Um escândalo histórico
“Senhor presidente, foram constatadas duas cédulas sem envelope”, disse o senador Nelsinho Trad, anunciando o vexame. Eram 16h32 de sábado, o segundo dia da circense eleição para a presidência do Senado. Depois de todo o espetáculo da véspera, com roubo de pasta, xingamentos e empurrões, a sessão corria relativamente pacífica quando o absurdo foi constatado. A votação teve de ser anulada porque um dos senadores pegou duas cédulas, não as incluiu no envelope como os demais e as depositou na urna de madeira. São 81 senadores, mas havia 82 votos. Fraude explícita. Tudo isso ao vivo, em rede nacional. O país acompanhava a disputa que, horas depois, acabaria na histórica derrota de Renan Calheiros.

------------------------------

▸ Tarefa proposta A
Cite, sem alterações, o trecho do artigo sobre a eleição no Senado que começa com as palavras “Um escândalo histórico” e termina com “de Renan Calheiros.”.
▸ Tarefa proposta B
Enumere os incidentes que, segundo o artigo sobre a eleição no Senado, marcaram o espetáculo da véspera.
O material a seguir provém de outra fonte.

▸ Material coletado
------------------------------

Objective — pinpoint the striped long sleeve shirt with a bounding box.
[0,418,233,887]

------------------------------

▸ Resposta esperada A
Um escândalo histórico
“Senhor presidente, foram constatadas duas cédulas sem envelope”, disse o senador Nelsinho Trad, anunciando o vexame. Eram 16h32 de sábado, o segundo dia da circense eleição para a presidência do Senado. Depois de todo o espetáculo da véspera, com roubo de pasta, xingamentos e empurrões, a sessão corria relativamente pacífica quando o absurdo foi constatado. A votação teve de ser anulada porque um dos senadores pegou duas cédulas, não as incluiu no envelope como os demais e as depositou na urna de madeira. São 81 senadores, mas havia 82 votos. Fraude explícita. Tudo isso ao vivo, em rede nacional. O país acompanhava a disputa que, horas depois, acabaria na histórica derrota de Renan Calheiros.

▸ Resposta esperada B
Roubo de pasta; xingamentos; empurrões.